> [REQUEST]:
Filter the items below, keeping every line that contains the word "data" and copying each such line in full. Case counts, so a line matches only if it has the word with the same capitalization.

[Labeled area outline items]
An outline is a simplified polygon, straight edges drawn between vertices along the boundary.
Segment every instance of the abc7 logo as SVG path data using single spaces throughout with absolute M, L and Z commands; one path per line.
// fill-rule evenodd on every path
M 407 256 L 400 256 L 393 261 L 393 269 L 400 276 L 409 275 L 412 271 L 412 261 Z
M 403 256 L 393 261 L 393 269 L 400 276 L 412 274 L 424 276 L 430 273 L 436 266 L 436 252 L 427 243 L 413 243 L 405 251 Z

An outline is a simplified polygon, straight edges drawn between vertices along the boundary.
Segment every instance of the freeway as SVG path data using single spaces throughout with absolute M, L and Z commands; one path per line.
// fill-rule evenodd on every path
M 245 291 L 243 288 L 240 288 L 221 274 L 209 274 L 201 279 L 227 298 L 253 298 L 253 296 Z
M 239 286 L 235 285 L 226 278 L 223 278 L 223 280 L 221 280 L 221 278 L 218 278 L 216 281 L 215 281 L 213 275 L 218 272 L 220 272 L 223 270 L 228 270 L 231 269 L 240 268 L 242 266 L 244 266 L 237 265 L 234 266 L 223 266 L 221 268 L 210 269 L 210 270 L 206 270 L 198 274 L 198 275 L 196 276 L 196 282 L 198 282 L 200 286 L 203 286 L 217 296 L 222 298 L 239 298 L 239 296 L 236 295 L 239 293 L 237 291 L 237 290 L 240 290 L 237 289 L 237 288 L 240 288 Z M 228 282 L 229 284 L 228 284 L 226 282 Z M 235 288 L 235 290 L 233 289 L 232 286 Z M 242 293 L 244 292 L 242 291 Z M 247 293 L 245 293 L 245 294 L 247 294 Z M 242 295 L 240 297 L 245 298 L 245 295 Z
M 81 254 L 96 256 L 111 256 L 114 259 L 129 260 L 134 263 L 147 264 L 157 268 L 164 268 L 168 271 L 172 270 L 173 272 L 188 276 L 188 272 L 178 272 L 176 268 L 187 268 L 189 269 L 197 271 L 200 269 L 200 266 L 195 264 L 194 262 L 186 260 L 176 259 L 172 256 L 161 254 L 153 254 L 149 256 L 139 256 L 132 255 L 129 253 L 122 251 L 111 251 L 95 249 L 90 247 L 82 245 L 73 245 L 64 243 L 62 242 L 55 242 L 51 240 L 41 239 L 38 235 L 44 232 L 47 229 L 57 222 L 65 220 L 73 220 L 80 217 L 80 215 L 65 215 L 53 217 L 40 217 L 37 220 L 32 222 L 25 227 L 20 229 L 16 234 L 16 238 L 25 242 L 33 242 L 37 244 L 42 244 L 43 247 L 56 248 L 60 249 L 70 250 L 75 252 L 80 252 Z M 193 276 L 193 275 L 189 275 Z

> [RESPONSE TO THE EXERCISE]:
Segment every instance of the abc7 logo as SVG path data using single spaces throughout with absolute M, L and Z commands; one path per line.
Segment every instance of the freeway as SVG path data using single spaces throughout with absolute M, L and Z commands; one path per line.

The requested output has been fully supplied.